Give back all the data exactly, line by line.

--- Information provided ---
******************************

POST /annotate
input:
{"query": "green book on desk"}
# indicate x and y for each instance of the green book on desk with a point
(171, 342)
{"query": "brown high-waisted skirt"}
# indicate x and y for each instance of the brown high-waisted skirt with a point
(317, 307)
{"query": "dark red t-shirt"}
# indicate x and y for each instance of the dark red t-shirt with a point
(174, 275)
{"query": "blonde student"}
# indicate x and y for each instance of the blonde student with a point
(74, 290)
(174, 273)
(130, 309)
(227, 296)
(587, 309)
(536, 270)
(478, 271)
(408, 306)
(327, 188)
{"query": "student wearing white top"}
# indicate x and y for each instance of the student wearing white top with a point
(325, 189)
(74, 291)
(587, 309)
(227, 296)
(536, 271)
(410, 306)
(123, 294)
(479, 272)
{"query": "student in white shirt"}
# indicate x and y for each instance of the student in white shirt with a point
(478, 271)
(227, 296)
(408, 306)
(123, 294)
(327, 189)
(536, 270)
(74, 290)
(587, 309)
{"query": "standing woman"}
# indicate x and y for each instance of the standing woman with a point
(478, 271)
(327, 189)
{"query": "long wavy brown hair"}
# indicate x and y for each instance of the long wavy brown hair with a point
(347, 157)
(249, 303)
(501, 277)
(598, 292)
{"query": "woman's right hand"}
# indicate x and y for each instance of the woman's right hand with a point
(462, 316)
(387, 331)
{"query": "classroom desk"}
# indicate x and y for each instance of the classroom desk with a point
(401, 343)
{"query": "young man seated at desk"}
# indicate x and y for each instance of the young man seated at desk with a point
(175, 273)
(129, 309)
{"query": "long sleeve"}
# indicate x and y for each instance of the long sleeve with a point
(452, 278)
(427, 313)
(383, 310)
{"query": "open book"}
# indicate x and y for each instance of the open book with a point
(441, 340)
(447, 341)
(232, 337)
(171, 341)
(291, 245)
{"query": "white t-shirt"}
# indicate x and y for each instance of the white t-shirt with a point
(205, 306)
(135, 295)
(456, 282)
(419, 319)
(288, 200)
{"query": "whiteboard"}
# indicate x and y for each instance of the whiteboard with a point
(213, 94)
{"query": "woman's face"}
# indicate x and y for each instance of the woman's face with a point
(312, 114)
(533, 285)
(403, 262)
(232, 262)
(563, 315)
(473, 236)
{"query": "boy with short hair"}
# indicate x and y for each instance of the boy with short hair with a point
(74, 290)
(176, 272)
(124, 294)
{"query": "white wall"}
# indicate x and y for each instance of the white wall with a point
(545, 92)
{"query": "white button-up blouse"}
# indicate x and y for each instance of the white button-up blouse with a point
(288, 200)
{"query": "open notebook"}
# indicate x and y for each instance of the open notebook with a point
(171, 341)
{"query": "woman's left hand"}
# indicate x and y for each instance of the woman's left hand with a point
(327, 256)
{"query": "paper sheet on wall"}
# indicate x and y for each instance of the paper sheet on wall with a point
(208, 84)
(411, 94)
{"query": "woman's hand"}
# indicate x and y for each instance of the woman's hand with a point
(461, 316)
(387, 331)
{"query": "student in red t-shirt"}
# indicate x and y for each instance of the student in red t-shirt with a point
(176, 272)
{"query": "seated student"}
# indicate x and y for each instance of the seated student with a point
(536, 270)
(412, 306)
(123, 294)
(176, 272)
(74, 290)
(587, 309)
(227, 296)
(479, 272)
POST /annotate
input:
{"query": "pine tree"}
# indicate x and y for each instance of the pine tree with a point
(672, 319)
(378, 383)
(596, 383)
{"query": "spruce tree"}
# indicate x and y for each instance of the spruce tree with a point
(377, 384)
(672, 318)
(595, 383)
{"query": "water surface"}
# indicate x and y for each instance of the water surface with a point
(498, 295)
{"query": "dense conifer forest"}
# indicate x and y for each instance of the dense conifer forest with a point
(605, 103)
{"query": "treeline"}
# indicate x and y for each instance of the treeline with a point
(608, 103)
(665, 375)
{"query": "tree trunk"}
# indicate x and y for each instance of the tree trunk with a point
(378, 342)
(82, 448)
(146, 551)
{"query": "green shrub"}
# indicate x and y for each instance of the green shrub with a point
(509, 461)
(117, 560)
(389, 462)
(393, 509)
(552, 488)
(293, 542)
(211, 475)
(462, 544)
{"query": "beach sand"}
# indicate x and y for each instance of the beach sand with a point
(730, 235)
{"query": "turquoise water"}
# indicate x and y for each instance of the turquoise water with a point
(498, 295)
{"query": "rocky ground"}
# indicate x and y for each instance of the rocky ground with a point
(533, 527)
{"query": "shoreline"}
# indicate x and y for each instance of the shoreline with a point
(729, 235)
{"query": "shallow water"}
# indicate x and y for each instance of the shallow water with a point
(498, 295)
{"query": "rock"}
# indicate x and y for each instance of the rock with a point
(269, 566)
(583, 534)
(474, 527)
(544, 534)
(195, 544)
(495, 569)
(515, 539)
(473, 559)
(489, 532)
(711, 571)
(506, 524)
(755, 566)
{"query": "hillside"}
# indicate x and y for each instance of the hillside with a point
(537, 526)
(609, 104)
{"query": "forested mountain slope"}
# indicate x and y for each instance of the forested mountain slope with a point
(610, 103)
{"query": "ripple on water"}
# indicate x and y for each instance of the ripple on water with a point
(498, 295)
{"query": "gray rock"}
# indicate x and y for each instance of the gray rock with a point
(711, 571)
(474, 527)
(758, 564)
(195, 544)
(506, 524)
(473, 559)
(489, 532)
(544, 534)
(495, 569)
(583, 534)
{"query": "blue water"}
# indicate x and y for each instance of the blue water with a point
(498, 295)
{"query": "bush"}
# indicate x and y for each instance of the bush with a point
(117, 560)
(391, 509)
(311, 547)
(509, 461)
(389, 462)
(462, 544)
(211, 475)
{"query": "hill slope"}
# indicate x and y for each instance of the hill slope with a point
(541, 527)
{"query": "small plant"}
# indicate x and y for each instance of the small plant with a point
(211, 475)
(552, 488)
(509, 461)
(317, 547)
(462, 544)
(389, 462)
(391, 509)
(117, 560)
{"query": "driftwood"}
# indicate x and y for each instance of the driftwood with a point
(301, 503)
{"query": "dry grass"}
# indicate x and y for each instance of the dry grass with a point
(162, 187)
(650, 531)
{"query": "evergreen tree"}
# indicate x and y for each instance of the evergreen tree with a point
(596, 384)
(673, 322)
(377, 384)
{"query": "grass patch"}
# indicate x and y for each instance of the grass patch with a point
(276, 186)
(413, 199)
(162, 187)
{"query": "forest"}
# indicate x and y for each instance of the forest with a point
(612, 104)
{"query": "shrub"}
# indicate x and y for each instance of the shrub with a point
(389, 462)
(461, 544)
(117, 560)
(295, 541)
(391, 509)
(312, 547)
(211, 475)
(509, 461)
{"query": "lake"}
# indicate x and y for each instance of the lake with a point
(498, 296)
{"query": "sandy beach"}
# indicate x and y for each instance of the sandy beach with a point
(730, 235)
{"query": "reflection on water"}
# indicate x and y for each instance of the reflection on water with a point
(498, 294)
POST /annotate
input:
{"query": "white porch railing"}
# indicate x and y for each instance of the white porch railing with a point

******************************

--- Final answer ---
POST /annotate
input:
{"query": "green book on desk"}
# indicate x and y for each instance of the green book on desk with a point
(171, 342)
{"query": "brown high-waisted skirt"}
# indicate x and y for each instance of the brown high-waisted skirt with a point
(317, 307)
{"query": "dark red t-shirt"}
# indicate x and y for each instance of the dark red t-shirt with a point
(174, 275)
{"query": "blonde student"}
# indicate x and y for each instance of the blonde student with a point
(74, 290)
(174, 273)
(130, 309)
(227, 296)
(587, 309)
(536, 270)
(478, 271)
(408, 306)
(327, 188)
{"query": "student wearing white top"}
# indicate x and y for each instance of the student wearing white top with a point
(325, 189)
(74, 291)
(587, 309)
(227, 296)
(536, 271)
(410, 306)
(123, 294)
(479, 272)
{"query": "student in white shirt"}
# indicate x and y for each instance of the student in white shirt with a point
(478, 271)
(227, 296)
(408, 306)
(123, 294)
(327, 189)
(536, 270)
(74, 290)
(587, 309)
{"query": "standing woman"}
# indicate x and y for each instance of the standing woman with a point
(478, 271)
(327, 189)
{"query": "long wavy brown hair"}
# indicate x and y for each instance of the long wavy brown hair with a point
(347, 157)
(249, 303)
(501, 277)
(598, 292)
{"query": "woman's right hand"}
# indicate x and y for each instance of the woman's right hand with a point
(462, 316)
(387, 331)
{"query": "classroom desk"}
# indicate x and y for each instance of the classroom desk with a point
(401, 343)
{"query": "young man seated at desk"}
# indicate x and y for each instance of the young man seated at desk with a point
(175, 273)
(129, 309)
{"query": "long sleeve"}
# indicate x and y for each instance of the long sleeve with a point
(452, 278)
(427, 313)
(383, 310)
{"query": "open book"}
# indicate x and y for each instance of the open book with a point
(441, 340)
(447, 341)
(232, 337)
(171, 341)
(291, 245)
{"query": "white t-shirt"}
# indicate x and y for each instance of the white t-shirt with a point
(205, 306)
(135, 295)
(456, 282)
(419, 319)
(288, 200)
{"query": "whiteboard"}
# indicate x and y for each instance of the whiteboard with a point
(213, 94)
{"query": "woman's face"}
# indicate x and y for each instance of the woman's face with a point
(312, 114)
(533, 285)
(403, 262)
(232, 262)
(563, 315)
(473, 236)
{"query": "boy with short hair"}
# indicate x and y for each instance of the boy with short hair with a point
(74, 290)
(176, 272)
(124, 294)
{"query": "white wall"}
# indicate x and y for each instance of the white wall with a point
(545, 92)
{"query": "white button-up blouse"}
# indicate x and y for each instance of the white button-up blouse with a point
(288, 200)
{"query": "open notebook"}
# indicate x and y for each instance of the open notebook with a point
(171, 341)
{"query": "woman's left hand"}
# indicate x and y for each instance of the woman's left hand with a point
(327, 256)
{"query": "paper sheet on wall"}
# indicate x and y for each instance of the paper sheet on wall with a point
(208, 84)
(411, 94)
{"query": "woman's hand"}
# indicate x and y for each instance of the woman's hand with a point
(461, 316)
(387, 331)
{"query": "student in red t-shirt"}
# indicate x and y for each instance of the student in red t-shirt with a point
(176, 272)
{"query": "seated student"}
# indicate x and y for each instance of the seated student with a point
(536, 270)
(412, 306)
(123, 294)
(176, 272)
(74, 290)
(587, 309)
(227, 296)
(479, 272)
POST /annotate
input:
{"query": "pine tree"}
# indicate x and y for each instance of the pine tree with a point
(672, 319)
(378, 383)
(596, 383)
{"query": "spruce tree"}
# indicate x and y for each instance of the spruce tree with a point
(377, 384)
(672, 318)
(595, 383)
{"query": "water surface"}
# indicate x and y for each instance of the water surface with a point
(498, 295)
{"query": "dense conifer forest"}
# indicate x and y for each instance of the dense conifer forest with a point
(605, 103)
{"query": "treeline"}
# indicate x and y for each instance of the treeline with a point
(608, 103)
(665, 375)
{"query": "tree trunk"}
# indicate x and y for each instance of the tree trunk with a point
(378, 342)
(82, 448)
(146, 551)
{"query": "green shrub"}
# indicate x and y for each instance of the green shrub with a point
(509, 461)
(117, 560)
(389, 462)
(393, 509)
(552, 488)
(293, 542)
(211, 475)
(462, 544)
{"query": "beach sand"}
# indicate x and y for each instance of the beach sand with a point
(730, 235)
{"query": "turquoise water"}
# indicate x and y for each instance of the turquoise water with a point
(498, 295)
{"query": "rocky ground"}
# indicate x and y for each instance of the rocky ground with a point
(533, 527)
{"query": "shoreline"}
# indicate x and y for each instance of the shoreline with a point
(729, 235)
{"query": "shallow water"}
# indicate x and y for each instance of the shallow water with a point
(498, 295)
{"query": "rock"}
# indicate x and y for each instance of the rock with a point
(269, 566)
(583, 534)
(474, 527)
(544, 534)
(195, 544)
(495, 569)
(515, 539)
(473, 559)
(489, 532)
(711, 571)
(506, 524)
(755, 566)
{"query": "hillside"}
# indicate x and y for each instance of the hillside with a point
(537, 526)
(609, 104)
{"query": "forested mountain slope"}
# indicate x and y for each instance of the forested mountain slope with a point
(610, 103)
{"query": "ripple on water"}
# indicate x and y for each instance of the ripple on water with a point
(498, 295)
{"query": "gray rock"}
# indicate x and y for each instance of the gray rock with a point
(711, 571)
(474, 527)
(758, 564)
(195, 544)
(506, 524)
(473, 559)
(489, 532)
(544, 534)
(495, 569)
(583, 534)
{"query": "blue water"}
# indicate x and y for each instance of the blue water with a point
(498, 295)
{"query": "bush"}
# indicate x and y for each instance of the bush with a point
(117, 560)
(391, 509)
(311, 547)
(509, 461)
(389, 462)
(462, 544)
(211, 475)
{"query": "hill slope"}
# indicate x and y for each instance of the hill slope with a point
(541, 527)
{"query": "small plant"}
# indicate x and y for each instance of the small plant with a point
(211, 475)
(552, 488)
(509, 461)
(317, 547)
(462, 544)
(389, 462)
(391, 509)
(117, 560)
{"query": "driftwood"}
# indicate x and y for each instance of the driftwood with a point
(301, 503)
{"query": "dry grass"}
# indicate x and y for each instance of the dry grass with a point
(162, 187)
(650, 531)
{"query": "evergreen tree"}
# indicate x and y for each instance of the evergreen tree with a point
(596, 384)
(673, 322)
(377, 384)
{"query": "grass patch"}
# indicate x and y for each instance of the grass patch with a point
(276, 186)
(413, 199)
(162, 187)
{"query": "forest"}
# indicate x and y for each instance of the forest with a point
(612, 104)
{"query": "shrub"}
# indicate x and y for each instance of the shrub with a point
(389, 462)
(461, 544)
(117, 560)
(295, 541)
(391, 509)
(312, 547)
(211, 475)
(509, 461)
{"query": "lake"}
# indicate x and y for each instance of the lake with a point
(498, 296)
{"query": "sandy beach"}
# indicate x and y for each instance of the sandy beach with a point
(730, 235)
{"query": "reflection on water"}
# indicate x and y for each instance of the reflection on water with a point
(498, 294)
POST /annotate
input:
{"query": "white porch railing"}
# indicate x and y for each instance of the white porch railing with a point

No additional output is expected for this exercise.